Task directions: Without skipping a line, reproduce the entries exactly.

────────────────

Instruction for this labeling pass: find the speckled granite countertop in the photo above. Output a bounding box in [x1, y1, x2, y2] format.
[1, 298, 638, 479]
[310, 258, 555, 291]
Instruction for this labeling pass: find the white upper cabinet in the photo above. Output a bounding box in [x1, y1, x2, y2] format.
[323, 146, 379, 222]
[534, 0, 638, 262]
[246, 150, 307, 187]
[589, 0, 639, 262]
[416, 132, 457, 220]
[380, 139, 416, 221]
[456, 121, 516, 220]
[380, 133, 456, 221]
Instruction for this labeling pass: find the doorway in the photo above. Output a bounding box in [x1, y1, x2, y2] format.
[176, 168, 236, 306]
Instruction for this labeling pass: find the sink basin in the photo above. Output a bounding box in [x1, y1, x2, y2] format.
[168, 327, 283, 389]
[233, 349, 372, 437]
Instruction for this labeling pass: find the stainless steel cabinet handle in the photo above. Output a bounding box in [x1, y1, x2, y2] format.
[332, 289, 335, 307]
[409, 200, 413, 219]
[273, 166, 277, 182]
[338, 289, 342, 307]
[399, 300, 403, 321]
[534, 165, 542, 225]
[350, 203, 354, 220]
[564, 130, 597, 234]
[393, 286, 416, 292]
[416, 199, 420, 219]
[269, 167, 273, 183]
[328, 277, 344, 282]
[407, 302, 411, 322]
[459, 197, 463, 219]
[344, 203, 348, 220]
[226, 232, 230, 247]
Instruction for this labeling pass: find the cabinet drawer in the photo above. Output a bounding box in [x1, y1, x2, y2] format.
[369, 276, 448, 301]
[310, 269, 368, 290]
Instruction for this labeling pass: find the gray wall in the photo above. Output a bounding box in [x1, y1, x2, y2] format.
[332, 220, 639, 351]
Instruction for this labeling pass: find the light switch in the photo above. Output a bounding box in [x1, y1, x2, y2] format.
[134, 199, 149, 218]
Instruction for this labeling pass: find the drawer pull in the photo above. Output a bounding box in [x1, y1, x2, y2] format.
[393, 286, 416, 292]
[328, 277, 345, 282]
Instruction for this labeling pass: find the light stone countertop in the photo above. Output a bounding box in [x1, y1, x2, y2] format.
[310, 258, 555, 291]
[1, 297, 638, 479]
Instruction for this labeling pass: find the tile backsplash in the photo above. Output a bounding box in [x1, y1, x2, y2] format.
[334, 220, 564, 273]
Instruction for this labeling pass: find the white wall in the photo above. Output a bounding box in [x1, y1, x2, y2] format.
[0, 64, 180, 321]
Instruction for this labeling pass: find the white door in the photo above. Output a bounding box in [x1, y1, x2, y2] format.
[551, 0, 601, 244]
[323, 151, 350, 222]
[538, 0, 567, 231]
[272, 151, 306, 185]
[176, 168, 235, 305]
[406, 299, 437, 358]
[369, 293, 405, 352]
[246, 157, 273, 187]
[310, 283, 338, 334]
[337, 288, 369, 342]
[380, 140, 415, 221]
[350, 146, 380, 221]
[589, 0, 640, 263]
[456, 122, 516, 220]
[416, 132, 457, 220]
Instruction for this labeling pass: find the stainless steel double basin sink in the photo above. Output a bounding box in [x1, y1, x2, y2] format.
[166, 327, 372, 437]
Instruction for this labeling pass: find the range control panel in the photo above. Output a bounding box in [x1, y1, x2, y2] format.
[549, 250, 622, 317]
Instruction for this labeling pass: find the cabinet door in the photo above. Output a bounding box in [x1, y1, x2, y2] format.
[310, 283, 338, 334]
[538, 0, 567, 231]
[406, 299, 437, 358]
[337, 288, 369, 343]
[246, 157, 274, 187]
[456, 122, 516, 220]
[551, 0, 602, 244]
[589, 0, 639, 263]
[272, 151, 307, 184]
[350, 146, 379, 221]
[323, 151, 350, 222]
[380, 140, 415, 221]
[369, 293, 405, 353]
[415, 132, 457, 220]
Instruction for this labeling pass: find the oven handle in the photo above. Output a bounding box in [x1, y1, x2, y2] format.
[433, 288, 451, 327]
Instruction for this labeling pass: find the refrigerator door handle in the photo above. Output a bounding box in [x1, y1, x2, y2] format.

────────────────

Answer to the exercise:
Instruction for this labeling pass: find the speckled granite countertop in the photo above. Output a bounding box in [x1, y1, x2, y2] format.
[1, 298, 638, 479]
[310, 258, 555, 291]
Instruction for this labeling pass: find the white upper cabinet in the photo above. Output a bounding box in [x1, y1, x2, y2] format.
[323, 146, 379, 222]
[534, 0, 638, 262]
[246, 150, 307, 187]
[589, 0, 639, 262]
[416, 132, 457, 220]
[380, 139, 416, 221]
[456, 121, 516, 220]
[380, 133, 456, 221]
Instruction for this labeling pass: find the doorway in the photo above. Output a bounding box in [x1, y1, x2, y2] format.
[176, 168, 236, 306]
Instruction for this labeling pass: find the sink basin in the photo above. Output a bounding box in [x1, y1, x2, y2] format.
[168, 327, 283, 389]
[233, 349, 372, 437]
Instruction for this labeling pass: find the stainless steel cabinet handle in the photo above. Output a bounding box in [x1, y1, x2, y2] format.
[332, 289, 335, 307]
[409, 200, 413, 219]
[273, 166, 277, 182]
[338, 289, 342, 307]
[399, 300, 403, 321]
[534, 165, 542, 225]
[350, 203, 354, 220]
[564, 130, 597, 234]
[393, 286, 416, 292]
[416, 199, 420, 219]
[269, 167, 273, 183]
[328, 277, 344, 282]
[407, 302, 411, 322]
[459, 197, 463, 219]
[344, 203, 348, 220]
[226, 232, 230, 247]
Instruction for this labeling pass: find the cabinet drawer in the photo above. Output a bounding box in [x1, y1, x2, y2] format.
[369, 276, 448, 301]
[310, 269, 368, 290]
Instruction for this labeling pass: find the gray wall in the photo above. Output a bounding box in [x1, y1, x2, y2] format.
[332, 220, 639, 351]
Instruction for this labeling pass: find the light switch in the photo above. Output a bounding box in [x1, y1, x2, y2] format.
[134, 199, 149, 218]
Instruction for this labeling pass: find the drawer pull in the photo above. Output a bounding box in [x1, y1, x2, y2] format.
[393, 286, 416, 292]
[328, 277, 345, 282]
Instruction for this labeling pass: find the light stone countertop in the photo above. Output a bounding box in [x1, y1, x2, y2] format.
[310, 258, 555, 291]
[1, 297, 638, 479]
Instruction for this labeling pass: find the tile backsplash in the photo above. Output a bounding box in [x1, y1, x2, y2] format.
[334, 220, 564, 273]
Instruction for this labeling pass: find the white wall in the photo above. Output a bounding box in [x1, y1, x2, y2] format.
[0, 64, 180, 321]
Instruction for this labeling pass: find the white door in the photo above. Output a bounding box in [x1, y1, x2, y2] format.
[551, 0, 601, 244]
[323, 151, 350, 222]
[538, 0, 567, 231]
[272, 151, 306, 185]
[176, 168, 235, 305]
[406, 299, 437, 358]
[369, 293, 405, 352]
[246, 157, 273, 187]
[310, 283, 338, 334]
[337, 288, 369, 342]
[380, 140, 415, 221]
[350, 146, 380, 221]
[589, 0, 640, 263]
[456, 122, 516, 220]
[416, 132, 457, 220]
Instruction for this labeling pass: find the stainless steel double basin sink in the photo above. Output a bounding box in [x1, y1, x2, y2] format.
[166, 327, 372, 437]
Instruction for this labeling pass: find the range control panel in the photo above. Output a bounding box in [x1, y1, x2, y2] format.
[549, 250, 622, 317]
Instruction for this labeling pass: find the cabinet door in the photo above. Output a bounding box in [x1, y1, x2, y2] format.
[310, 283, 338, 334]
[538, 0, 567, 231]
[406, 299, 437, 358]
[337, 288, 369, 343]
[246, 157, 274, 187]
[456, 122, 516, 220]
[551, 0, 602, 244]
[589, 0, 639, 263]
[272, 151, 307, 184]
[350, 146, 379, 221]
[323, 151, 350, 222]
[380, 140, 415, 221]
[369, 293, 405, 353]
[415, 132, 457, 220]
Instruction for this labeling pass: find the oven handle in the photo above. Output a bounding box in [x1, y1, x2, y2] format.
[433, 288, 451, 327]
Instruction for this labeling pass: find the refrigerator door handle in the photo above. Output a bounding box in [x1, y1, x2, y2] format.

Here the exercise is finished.